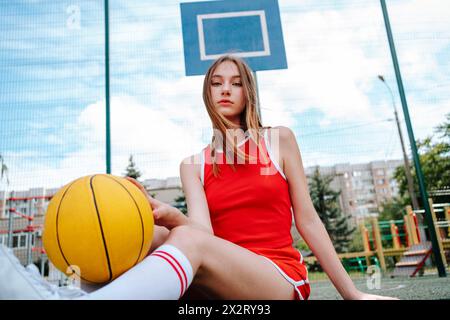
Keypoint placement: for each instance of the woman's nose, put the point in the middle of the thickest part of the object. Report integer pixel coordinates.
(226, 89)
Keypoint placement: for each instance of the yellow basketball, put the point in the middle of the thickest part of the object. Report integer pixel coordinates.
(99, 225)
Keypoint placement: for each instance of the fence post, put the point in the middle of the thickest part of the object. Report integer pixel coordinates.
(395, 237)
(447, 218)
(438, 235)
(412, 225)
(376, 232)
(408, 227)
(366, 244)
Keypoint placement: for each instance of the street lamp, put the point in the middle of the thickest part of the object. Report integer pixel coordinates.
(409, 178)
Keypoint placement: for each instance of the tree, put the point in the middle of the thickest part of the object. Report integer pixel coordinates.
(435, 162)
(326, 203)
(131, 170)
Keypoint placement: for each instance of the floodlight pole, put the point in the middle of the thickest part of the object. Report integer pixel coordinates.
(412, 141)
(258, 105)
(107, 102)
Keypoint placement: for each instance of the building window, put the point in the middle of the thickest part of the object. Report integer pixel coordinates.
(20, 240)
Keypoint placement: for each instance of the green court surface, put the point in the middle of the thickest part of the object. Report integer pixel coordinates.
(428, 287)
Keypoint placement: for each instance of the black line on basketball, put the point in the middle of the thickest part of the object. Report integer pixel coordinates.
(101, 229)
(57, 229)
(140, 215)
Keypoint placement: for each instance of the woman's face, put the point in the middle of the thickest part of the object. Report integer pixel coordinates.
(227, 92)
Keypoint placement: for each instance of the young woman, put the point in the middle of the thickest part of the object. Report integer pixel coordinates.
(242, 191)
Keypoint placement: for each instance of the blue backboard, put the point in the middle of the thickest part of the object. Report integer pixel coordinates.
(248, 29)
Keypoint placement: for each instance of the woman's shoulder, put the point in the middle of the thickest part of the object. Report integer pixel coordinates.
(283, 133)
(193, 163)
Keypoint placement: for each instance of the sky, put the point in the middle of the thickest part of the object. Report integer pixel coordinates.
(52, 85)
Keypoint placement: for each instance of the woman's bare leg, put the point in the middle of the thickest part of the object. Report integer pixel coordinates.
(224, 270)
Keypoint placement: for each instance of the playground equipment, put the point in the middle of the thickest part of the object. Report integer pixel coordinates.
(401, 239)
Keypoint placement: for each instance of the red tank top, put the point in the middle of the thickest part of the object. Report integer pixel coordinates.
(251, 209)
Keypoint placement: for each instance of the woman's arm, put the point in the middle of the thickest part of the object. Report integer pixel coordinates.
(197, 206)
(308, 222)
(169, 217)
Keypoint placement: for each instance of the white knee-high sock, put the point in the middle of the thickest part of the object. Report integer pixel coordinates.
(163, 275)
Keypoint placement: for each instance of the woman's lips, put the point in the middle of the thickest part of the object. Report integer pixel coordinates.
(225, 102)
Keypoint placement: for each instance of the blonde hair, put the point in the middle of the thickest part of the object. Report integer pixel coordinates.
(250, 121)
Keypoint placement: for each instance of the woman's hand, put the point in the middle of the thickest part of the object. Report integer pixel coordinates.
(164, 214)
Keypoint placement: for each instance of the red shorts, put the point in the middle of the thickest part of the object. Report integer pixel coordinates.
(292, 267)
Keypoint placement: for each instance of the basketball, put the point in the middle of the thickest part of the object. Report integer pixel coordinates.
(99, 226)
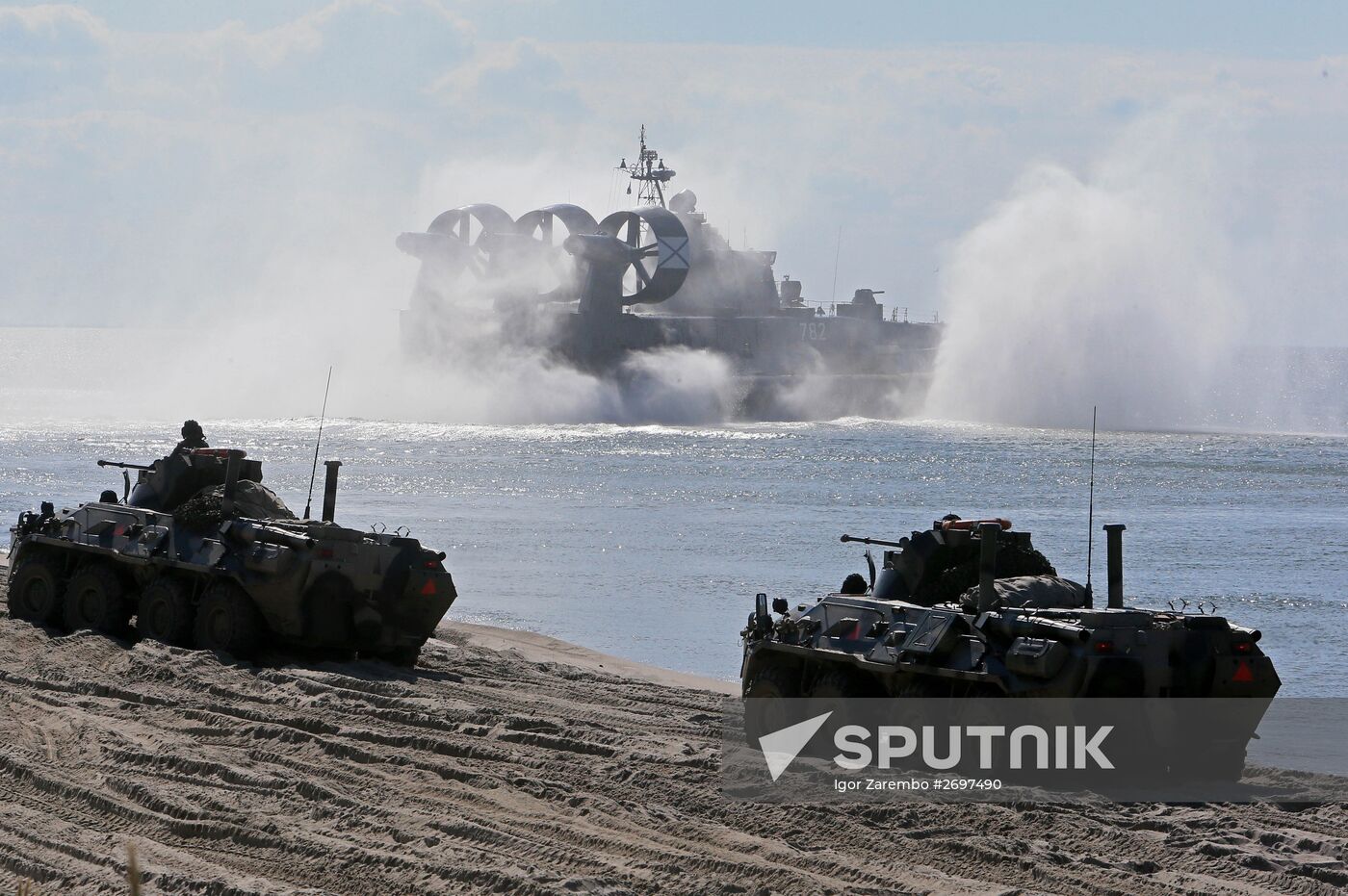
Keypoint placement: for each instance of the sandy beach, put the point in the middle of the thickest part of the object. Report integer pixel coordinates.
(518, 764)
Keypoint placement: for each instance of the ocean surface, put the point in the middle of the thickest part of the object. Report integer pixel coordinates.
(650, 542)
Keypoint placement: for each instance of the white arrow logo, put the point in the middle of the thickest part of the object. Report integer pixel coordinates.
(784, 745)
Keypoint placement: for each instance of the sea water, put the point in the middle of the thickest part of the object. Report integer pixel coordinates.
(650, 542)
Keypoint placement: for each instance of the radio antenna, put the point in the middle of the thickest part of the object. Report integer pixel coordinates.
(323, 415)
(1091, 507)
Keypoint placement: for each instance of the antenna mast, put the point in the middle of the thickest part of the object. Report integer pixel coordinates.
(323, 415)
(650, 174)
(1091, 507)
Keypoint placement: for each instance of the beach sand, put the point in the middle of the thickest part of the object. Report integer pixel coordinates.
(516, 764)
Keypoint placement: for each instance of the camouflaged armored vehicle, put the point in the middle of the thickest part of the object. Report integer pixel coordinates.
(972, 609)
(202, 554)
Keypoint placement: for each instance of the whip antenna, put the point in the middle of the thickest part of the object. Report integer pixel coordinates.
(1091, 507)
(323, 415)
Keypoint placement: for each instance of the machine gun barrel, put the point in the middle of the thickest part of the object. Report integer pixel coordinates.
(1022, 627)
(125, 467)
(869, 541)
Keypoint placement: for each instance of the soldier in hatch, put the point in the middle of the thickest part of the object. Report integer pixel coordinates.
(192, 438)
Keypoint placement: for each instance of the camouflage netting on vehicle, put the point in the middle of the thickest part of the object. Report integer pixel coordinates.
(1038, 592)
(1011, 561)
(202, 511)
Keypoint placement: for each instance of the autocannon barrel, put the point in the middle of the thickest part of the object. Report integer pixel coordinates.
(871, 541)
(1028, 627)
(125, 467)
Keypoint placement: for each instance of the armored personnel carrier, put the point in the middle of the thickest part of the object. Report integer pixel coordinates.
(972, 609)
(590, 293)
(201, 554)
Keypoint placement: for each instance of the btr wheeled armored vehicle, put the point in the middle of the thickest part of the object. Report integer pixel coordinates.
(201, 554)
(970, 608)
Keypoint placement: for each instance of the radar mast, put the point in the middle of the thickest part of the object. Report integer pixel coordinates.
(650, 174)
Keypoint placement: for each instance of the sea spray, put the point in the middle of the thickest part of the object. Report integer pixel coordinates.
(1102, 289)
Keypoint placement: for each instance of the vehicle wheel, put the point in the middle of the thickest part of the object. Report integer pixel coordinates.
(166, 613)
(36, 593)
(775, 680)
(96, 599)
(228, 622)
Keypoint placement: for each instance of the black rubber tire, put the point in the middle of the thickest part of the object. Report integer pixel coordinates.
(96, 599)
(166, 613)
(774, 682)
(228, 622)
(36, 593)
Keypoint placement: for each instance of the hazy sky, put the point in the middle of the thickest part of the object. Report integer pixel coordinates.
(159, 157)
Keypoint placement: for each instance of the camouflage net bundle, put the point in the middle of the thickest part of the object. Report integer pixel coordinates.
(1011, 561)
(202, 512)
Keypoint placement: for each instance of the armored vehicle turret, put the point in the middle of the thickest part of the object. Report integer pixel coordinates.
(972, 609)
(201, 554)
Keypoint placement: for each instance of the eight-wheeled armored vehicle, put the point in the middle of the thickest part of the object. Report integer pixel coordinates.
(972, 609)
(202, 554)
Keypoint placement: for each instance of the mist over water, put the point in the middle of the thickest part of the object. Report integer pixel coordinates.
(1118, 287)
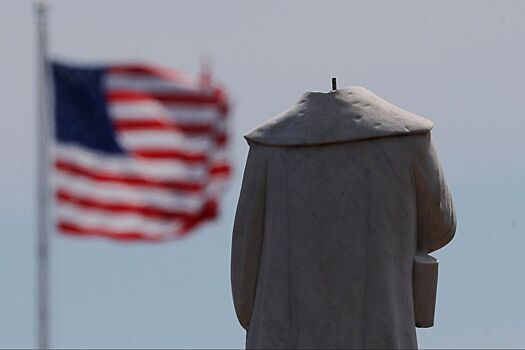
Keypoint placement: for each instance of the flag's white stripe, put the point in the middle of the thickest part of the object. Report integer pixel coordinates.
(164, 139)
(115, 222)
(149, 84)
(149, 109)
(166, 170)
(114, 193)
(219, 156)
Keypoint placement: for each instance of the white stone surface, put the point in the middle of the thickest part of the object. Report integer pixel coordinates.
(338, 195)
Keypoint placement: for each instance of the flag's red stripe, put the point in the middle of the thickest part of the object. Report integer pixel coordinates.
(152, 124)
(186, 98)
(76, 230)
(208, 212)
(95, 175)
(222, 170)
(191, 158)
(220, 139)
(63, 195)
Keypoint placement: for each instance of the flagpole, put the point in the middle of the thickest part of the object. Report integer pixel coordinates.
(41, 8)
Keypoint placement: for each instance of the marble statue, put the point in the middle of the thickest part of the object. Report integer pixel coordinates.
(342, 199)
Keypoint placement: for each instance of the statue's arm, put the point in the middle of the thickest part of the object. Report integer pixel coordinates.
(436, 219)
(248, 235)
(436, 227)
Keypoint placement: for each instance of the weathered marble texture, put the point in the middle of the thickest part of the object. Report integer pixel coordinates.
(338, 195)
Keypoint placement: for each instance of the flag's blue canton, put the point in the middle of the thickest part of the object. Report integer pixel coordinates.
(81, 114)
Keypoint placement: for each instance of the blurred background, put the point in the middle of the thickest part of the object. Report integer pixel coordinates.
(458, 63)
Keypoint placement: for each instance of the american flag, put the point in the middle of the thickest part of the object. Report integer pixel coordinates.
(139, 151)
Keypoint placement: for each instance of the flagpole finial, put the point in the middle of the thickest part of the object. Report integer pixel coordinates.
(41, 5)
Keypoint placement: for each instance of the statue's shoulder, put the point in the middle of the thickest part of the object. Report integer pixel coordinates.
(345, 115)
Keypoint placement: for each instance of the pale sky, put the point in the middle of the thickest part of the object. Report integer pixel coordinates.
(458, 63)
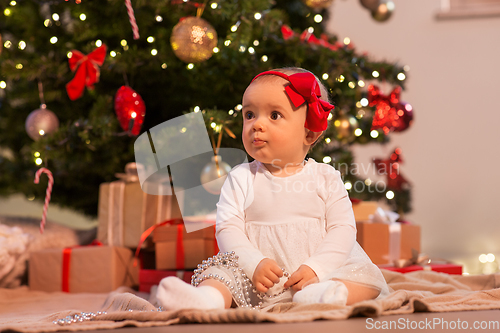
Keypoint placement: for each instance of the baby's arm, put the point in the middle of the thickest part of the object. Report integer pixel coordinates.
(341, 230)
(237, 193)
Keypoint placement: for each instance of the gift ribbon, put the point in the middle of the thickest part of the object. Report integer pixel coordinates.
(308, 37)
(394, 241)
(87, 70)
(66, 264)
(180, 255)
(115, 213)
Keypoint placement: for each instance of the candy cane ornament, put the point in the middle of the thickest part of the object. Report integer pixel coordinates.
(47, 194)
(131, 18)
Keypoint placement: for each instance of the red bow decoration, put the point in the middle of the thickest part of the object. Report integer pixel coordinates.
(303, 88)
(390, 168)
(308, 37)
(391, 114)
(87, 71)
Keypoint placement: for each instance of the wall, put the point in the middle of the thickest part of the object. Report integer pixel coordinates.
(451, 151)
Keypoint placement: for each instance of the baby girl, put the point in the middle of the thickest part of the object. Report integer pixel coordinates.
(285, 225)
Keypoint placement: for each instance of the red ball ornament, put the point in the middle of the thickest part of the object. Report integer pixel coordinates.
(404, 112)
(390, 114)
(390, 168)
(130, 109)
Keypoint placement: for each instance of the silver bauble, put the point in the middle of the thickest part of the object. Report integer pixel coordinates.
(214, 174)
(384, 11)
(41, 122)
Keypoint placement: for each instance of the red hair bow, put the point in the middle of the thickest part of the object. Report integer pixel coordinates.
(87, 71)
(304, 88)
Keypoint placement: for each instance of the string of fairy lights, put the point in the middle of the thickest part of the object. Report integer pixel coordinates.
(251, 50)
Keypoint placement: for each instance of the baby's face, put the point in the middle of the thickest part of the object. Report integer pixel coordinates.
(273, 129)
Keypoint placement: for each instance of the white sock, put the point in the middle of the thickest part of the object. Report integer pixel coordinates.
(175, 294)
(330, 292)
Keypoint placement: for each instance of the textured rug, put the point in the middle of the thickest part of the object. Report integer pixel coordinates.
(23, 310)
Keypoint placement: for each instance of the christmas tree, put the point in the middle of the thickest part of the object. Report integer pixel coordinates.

◆ ◆ ◆ ◆ ◆ ◆ ◆

Quote exactly the line containing "Keypoint placement: for each instance of the baby's face, put" and every later line through the end of the listing, and no other lines.

Keypoint placement: for each instance of the baby's face, put the point in the middle of the thickest part of the object. Report integer pixel coordinates.
(273, 129)
Keypoint placement: for each instance of the white sock, put the point in the middle of the thickest part of the object. Report integer pixel coordinates.
(175, 294)
(330, 292)
Keypoint placement: for each instance of the textured rug, put the point in the middle of the thickest part of the object. Report integer pixel coordinates.
(23, 310)
Keypoint placement: for each instance of the christmas tree, put the point in the middle of the thickest part of the object. Report integer pixel coordinates.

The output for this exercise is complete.